**EXERCISE DESCRIPTION:** Update the rows from the line containing "of the metal" through the end of the rows, changing every "metal spoon" to "steel spoon" and keeping everything else the same.

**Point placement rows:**

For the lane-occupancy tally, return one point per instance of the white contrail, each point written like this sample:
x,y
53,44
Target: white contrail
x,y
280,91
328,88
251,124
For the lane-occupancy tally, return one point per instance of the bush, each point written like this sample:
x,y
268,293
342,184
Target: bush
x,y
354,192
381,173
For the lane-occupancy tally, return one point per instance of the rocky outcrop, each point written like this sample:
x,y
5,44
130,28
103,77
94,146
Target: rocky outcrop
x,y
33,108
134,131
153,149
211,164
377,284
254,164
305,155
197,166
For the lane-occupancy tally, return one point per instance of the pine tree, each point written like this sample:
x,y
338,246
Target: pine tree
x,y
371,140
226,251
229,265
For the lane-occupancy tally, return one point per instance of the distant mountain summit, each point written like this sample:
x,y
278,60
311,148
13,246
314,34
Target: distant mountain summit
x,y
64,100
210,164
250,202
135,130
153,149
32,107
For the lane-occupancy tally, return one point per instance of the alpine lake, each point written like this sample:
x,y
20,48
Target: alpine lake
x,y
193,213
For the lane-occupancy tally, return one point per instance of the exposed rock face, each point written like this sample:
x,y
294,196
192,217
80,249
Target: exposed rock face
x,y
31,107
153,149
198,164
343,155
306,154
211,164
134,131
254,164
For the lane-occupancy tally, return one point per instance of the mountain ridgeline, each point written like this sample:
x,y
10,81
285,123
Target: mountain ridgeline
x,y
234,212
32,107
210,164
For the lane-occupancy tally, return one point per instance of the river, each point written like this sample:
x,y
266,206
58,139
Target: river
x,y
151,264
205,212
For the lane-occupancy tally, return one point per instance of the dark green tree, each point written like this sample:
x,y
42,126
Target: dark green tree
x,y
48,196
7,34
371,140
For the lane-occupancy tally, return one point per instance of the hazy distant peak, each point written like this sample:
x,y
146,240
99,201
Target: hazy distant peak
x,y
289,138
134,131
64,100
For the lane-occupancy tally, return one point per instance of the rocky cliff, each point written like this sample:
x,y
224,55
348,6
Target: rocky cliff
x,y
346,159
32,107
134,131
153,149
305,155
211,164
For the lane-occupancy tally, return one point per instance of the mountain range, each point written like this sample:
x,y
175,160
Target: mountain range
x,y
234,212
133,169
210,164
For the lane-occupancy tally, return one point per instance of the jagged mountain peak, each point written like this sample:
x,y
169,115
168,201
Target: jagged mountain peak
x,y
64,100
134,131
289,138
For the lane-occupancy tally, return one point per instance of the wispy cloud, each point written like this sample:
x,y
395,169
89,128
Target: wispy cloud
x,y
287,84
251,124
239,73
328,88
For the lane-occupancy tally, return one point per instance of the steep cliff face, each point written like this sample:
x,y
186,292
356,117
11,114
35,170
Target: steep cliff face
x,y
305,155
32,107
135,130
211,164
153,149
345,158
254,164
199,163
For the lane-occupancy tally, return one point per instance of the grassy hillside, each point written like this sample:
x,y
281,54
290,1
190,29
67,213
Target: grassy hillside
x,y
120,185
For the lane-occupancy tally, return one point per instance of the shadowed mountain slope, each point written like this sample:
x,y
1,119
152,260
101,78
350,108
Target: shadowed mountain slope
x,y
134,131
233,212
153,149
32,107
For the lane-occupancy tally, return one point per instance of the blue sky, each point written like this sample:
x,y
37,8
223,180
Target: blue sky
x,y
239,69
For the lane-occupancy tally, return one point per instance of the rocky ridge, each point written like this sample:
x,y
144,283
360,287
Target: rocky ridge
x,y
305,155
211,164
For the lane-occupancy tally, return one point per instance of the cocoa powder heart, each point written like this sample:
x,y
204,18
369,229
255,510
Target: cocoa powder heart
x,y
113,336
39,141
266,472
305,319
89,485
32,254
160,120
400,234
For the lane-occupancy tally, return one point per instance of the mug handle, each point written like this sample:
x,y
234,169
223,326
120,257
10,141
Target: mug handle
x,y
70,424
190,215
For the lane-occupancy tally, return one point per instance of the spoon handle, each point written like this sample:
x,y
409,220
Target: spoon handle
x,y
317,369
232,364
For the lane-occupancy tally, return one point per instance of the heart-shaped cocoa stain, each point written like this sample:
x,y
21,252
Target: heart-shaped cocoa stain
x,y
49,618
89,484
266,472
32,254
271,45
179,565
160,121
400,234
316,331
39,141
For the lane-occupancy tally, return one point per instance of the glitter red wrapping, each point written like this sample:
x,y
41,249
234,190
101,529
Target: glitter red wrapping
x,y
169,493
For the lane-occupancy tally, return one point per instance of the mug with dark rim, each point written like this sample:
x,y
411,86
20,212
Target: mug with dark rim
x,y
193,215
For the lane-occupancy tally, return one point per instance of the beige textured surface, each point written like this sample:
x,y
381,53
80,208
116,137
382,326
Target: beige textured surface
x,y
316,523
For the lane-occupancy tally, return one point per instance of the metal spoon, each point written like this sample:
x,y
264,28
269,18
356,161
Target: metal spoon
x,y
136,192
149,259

**RESPONSE TO THE EXERCISE:**
For the lane-occupancy tally, return one point per instance of the steel spoon, each point written like this sample:
x,y
264,28
269,18
356,161
Target: steel spoon
x,y
136,192
149,259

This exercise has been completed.